--- Work instructions ---
Go through the listing and write out each line exactly.

--- The input ---
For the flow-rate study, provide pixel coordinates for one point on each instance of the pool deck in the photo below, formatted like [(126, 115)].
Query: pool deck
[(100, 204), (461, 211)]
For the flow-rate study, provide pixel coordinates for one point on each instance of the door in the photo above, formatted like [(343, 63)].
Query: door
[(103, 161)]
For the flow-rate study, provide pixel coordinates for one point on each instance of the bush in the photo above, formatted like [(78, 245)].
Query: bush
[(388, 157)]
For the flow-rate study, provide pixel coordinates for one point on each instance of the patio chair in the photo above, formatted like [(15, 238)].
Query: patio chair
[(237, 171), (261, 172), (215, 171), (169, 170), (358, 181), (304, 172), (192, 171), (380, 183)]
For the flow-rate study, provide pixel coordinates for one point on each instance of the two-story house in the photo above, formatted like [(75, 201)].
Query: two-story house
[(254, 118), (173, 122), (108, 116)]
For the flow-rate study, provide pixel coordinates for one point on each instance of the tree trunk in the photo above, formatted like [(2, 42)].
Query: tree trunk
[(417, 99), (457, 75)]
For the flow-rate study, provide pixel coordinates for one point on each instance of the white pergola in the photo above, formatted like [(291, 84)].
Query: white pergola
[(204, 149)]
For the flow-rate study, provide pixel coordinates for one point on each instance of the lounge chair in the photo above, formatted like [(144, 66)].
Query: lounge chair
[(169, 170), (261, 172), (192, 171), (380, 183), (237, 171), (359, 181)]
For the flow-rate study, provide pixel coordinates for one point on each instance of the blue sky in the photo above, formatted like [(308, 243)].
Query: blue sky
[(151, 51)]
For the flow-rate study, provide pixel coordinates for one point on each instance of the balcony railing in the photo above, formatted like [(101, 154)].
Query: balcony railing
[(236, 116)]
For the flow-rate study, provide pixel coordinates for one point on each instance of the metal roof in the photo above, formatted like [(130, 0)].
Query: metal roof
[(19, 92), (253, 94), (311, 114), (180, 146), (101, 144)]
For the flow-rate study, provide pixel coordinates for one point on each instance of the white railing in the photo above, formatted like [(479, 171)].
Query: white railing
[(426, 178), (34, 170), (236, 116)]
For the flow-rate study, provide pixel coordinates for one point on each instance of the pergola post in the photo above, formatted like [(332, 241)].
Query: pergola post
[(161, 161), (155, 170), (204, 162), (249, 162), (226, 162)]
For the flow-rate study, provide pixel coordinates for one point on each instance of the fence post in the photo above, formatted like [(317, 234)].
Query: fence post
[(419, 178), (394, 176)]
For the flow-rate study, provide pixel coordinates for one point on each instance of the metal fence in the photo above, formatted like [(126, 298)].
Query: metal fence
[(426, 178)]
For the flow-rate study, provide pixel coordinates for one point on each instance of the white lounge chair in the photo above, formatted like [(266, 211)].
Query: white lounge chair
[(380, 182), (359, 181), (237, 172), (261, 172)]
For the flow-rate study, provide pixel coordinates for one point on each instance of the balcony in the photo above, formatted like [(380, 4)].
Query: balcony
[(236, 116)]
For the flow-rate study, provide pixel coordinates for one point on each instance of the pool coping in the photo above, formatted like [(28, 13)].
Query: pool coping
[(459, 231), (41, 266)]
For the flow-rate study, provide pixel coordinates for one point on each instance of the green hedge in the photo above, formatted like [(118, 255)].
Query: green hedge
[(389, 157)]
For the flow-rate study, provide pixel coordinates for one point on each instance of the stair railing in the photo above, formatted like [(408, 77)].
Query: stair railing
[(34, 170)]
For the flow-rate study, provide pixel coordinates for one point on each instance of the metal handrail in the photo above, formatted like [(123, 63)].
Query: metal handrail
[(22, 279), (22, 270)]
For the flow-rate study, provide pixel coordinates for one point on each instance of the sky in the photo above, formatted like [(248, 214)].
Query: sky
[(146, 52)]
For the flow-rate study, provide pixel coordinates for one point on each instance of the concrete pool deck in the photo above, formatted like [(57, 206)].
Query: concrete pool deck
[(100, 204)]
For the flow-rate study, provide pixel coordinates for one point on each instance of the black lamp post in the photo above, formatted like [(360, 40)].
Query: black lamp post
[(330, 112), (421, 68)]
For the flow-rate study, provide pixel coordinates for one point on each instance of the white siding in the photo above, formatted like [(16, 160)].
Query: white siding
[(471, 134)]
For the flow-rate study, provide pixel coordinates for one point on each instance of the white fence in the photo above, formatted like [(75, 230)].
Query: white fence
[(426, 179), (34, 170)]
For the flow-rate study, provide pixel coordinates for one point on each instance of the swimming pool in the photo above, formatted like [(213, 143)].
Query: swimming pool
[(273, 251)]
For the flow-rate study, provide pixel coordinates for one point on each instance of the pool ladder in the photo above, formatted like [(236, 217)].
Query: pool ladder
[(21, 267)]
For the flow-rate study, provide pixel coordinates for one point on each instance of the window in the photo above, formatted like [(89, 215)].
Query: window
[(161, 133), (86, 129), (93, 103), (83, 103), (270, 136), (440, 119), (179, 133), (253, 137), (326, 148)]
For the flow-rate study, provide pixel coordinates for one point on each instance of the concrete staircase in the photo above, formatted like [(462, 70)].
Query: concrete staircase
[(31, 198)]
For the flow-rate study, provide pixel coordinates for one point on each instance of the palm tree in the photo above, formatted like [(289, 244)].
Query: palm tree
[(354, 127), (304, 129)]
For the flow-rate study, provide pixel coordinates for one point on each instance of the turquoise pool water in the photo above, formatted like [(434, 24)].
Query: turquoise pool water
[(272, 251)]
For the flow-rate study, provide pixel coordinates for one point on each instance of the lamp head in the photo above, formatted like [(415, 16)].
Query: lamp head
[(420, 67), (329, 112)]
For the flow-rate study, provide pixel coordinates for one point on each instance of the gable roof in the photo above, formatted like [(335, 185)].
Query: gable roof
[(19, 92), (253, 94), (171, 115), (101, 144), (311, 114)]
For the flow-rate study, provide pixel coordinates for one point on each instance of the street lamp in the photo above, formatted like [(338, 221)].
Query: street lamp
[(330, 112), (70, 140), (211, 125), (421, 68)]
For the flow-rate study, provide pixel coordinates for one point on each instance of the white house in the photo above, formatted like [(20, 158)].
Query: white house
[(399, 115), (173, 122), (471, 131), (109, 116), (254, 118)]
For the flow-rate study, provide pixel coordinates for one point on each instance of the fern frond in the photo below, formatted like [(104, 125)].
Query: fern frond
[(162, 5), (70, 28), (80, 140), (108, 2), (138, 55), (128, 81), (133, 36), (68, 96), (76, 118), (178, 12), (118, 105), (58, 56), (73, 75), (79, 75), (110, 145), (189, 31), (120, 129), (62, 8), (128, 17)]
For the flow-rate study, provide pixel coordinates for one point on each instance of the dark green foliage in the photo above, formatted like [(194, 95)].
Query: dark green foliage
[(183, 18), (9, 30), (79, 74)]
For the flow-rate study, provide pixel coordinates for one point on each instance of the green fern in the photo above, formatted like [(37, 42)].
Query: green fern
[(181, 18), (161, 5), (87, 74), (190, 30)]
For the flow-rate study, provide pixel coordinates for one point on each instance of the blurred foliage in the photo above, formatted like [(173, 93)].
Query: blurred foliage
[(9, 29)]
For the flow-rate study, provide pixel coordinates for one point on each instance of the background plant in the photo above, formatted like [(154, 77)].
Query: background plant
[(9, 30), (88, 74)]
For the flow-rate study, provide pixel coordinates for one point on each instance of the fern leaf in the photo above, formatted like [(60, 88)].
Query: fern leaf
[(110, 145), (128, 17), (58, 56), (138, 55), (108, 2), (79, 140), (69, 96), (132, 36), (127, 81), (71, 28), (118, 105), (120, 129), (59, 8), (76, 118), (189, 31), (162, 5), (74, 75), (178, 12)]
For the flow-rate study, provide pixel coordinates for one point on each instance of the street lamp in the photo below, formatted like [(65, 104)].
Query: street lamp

--- Your response ---
For the flow-rate study, provide pixel coordinates for one point on each instance of the pool deck in the photo below, formatted like [(126, 115)].
Query: pool deck
[(100, 204), (461, 211)]
For the flow-rate study, provide pixel coordinates for one point on each instance of the door in the photo above, formatted like [(343, 63)].
Query: door
[(103, 161)]
For the flow-rate study, provide pixel coordinates for one point on each instance of the bush in the photo above, formatted like [(78, 245)].
Query: bush
[(388, 157)]
For the flow-rate study, provide pixel coordinates for one point on each instance of the patio chair in the photo above, formatted like [(15, 238)].
Query: patio chair
[(237, 171), (261, 172), (215, 171), (169, 170), (358, 181), (304, 172), (192, 171), (380, 183)]
For the flow-rate study, provide pixel coordinates for one point on each instance of the two-story house in the photo above, formatted like [(75, 201)].
Query: two-story house
[(254, 118), (173, 122), (108, 116)]
For the flow-rate study, provide pixel coordinates for one point on each instance of the tree trunk in the photo above, formatted like [(2, 42)].
Query: tree trunk
[(417, 99), (457, 75)]
For the flow-rate study, provide pixel coordinates for one point on each instance of the white pergola in the photo above, formatted like [(291, 84)].
Query: white pergola
[(204, 149)]
For the flow-rate study, provide pixel coordinates for one point on each instance of the lounge chair in the photo above, formatted like [(144, 66)].
Query: lounge chair
[(169, 170), (261, 172), (192, 171), (380, 183), (237, 171), (359, 181)]
For the flow-rate study, provide pixel coordinates for one point on each instance of the blue sky in the photo above, formatted like [(308, 243)].
Query: blue sky
[(151, 51)]
For the flow-rate study, provide pixel coordinates for one point on each instance of the balcony railing in the photo above, formatted like [(101, 154)].
Query: balcony railing
[(236, 116)]
For the flow-rate study, provide pixel coordinates for one point on each instance of the metal roof in the photo above, formatted like [(130, 0)].
Query: metal roof
[(19, 92), (253, 94), (311, 114), (180, 146), (101, 144)]
For the flow-rate study, provide pixel coordinates for one point on each instance of the white railing in the photo above, formatted like [(479, 171)].
Query: white railing
[(426, 178), (34, 170), (236, 116)]
For the flow-rate study, provide pixel coordinates for one point on each instance of the pergola post in the photo above, formatted like [(332, 241)].
Query: pergola post
[(161, 161), (155, 170), (204, 162), (249, 162), (226, 162)]
For the flow-rate study, provide pixel coordinates for one point on each instance of the fence post in the photo above, formatted like [(317, 234)].
Query: fence post
[(419, 178), (394, 176)]
For the flow-rate study, provide pixel coordinates for one point on each instance of the metal fence in the photo above, formatted like [(126, 298)].
Query: metal fence
[(426, 178)]
For the flow-rate study, provide pixel coordinates for one point on each instance of the white lounge chair in the photo above, formatted like [(266, 211)].
Query: white lounge chair
[(380, 182), (359, 181), (237, 172), (261, 172)]
For the flow-rate study, provide pixel coordinates for one point on each instance of the balcony in the photo above, formatted like [(380, 4)].
Query: balcony
[(236, 116)]
For the flow-rate study, provide pixel coordinates for one point on each instance of the pool coping in the photo above, formatted like [(28, 13)].
Query: pool coping
[(459, 231), (41, 266)]
For the flow-rate study, provide pixel coordinates for one point on each instance of the green hedge in the photo above, formatted like [(118, 255)].
Query: green hedge
[(389, 157)]
For the flow-rate study, provide pixel coordinates for one point on each instance of the stair railing in the photo above, formatted like [(408, 77)].
Query: stair railing
[(34, 170)]
For the flow-rate study, provide pixel coordinates for one point on each instance of the metal handrail in the photo above, formatted like [(123, 63)].
Query: metal handrail
[(22, 279), (22, 270)]
For the flow-rate study, provide pixel coordinates for one point on each instance of the sky in the photo above, formatted like [(248, 214)].
Query: sky
[(146, 52)]
For the flow-rate study, provide pixel coordinates for one point on each instance of the concrete pool deck in the photo above, formatted like [(57, 206)].
Query: concrete pool deck
[(100, 204)]
For the flow-rate study, provide pixel coordinates for one point on each instance of the black lamp post in the photo above, formatted like [(360, 40)].
Query: black lamp post
[(330, 112), (421, 68)]
For the flow-rate study, provide pixel coordinates for one point on each instance of the white siding in the photo above, formatted like [(16, 160)].
Query: white siding
[(471, 134)]
For the flow-rate study, provide pixel coordinates for one point on each instance of the white fence in the photo above, formatted like [(75, 230)].
Query: white fence
[(426, 179), (34, 170)]
For the flow-rate study, provide pixel coordinates for one point on each instance of the swimming pool in the photo above, formatted like [(213, 143)].
Query: swimming pool
[(273, 251)]
For the flow-rate study, provide pixel coordinates for one point on each instance of the pool ladder in the photo above, formatted like [(236, 217)].
Query: pool ladder
[(21, 267)]
For the flow-rate study, provide pixel coordinates for one point on each instance of the window in the photo above, formatted like [(89, 215)].
Query: window
[(161, 133), (86, 129), (93, 103), (83, 103), (270, 136), (440, 119), (179, 133), (253, 137), (326, 148)]
For the flow-rate study, provide pixel coordinates for one point on each instance of the concrete staircase in the photo above, formatted like [(462, 70)].
Query: concrete staircase
[(31, 198)]
For the flow-rate study, provide pixel coordinates for one point on each instance of the palm tree in the photo above, formatted like [(289, 244)].
Query: palm tree
[(354, 127), (304, 129)]
For the flow-rate study, provide pixel coordinates for one point on each instance of the turquoise pool water in the photo above, formatted like [(434, 24)].
Query: turquoise pool water
[(272, 251)]
For the flow-rate study, provide pixel coordinates for one point on each instance of the lamp head in the photo above, formatted like [(415, 16)].
Query: lamp head
[(420, 67), (329, 112)]
For the flow-rate study, provide pixel coordinates for one point on each instance of the gable roof in the photo above, formatted like [(335, 185)].
Query: gable roof
[(19, 92), (253, 94), (171, 115), (101, 144), (311, 114)]
For the flow-rate study, provide pixel coordinates for one point on each instance of the street lamp in the photo above, formatted like [(338, 221)].
Query: street lamp
[(330, 112), (70, 140), (211, 125), (421, 68)]
For the flow-rate study, provide pixel coordinates for one point on each instance of the white house in the photo above, formatted like [(20, 158)].
Query: white house
[(399, 115), (173, 122), (471, 131), (109, 116), (254, 118)]
For the flow-rate study, provide pixel coordinates for one point on each instance of the fern frond in the photo below, formatted like [(104, 125)].
Query: fern frond
[(162, 5), (70, 28), (80, 140), (108, 2), (138, 55), (128, 81), (133, 36), (68, 96), (76, 118), (178, 12), (118, 105), (58, 56), (73, 75), (79, 75), (110, 145), (189, 31), (120, 129), (62, 8), (128, 17)]
For the flow-rate study, provide pixel coordinates for one point on each instance of the dark green foliage in the photo above, formatted like [(194, 95)].
Query: dark green foliage
[(183, 18), (9, 30), (79, 74)]
For the flow-rate study, provide pixel coordinates for one point on each instance of the green fern in the photo above, formatted like [(37, 42)].
Query: green fern
[(181, 18), (161, 5), (87, 74), (190, 30)]
For the flow-rate study, provide pixel coordinates for one point on each instance of the blurred foliage in the photo above, formatted like [(173, 93)].
Query: blurred foliage
[(9, 29)]
For the flow-rate study, provide pixel coordinates for one point on each instance of the background plant in the photo above, formatted like [(154, 77)].
Query: background plant
[(9, 30), (88, 74)]
For the flow-rate study, provide pixel coordinates for one point on each instance of the fern leaf in the photo above, formatted like [(60, 88)].
Query: fern leaf
[(110, 145), (128, 17), (58, 56), (138, 55), (108, 2), (79, 140), (69, 96), (132, 36), (127, 81), (71, 28), (118, 105), (120, 129), (59, 8), (76, 118), (189, 31), (162, 5), (74, 75), (178, 12)]
For the flow-rate study, provide pixel coordinates for one point on each instance of the street lamp in the photo below, formatted like [(65, 104)].
Query: street lamp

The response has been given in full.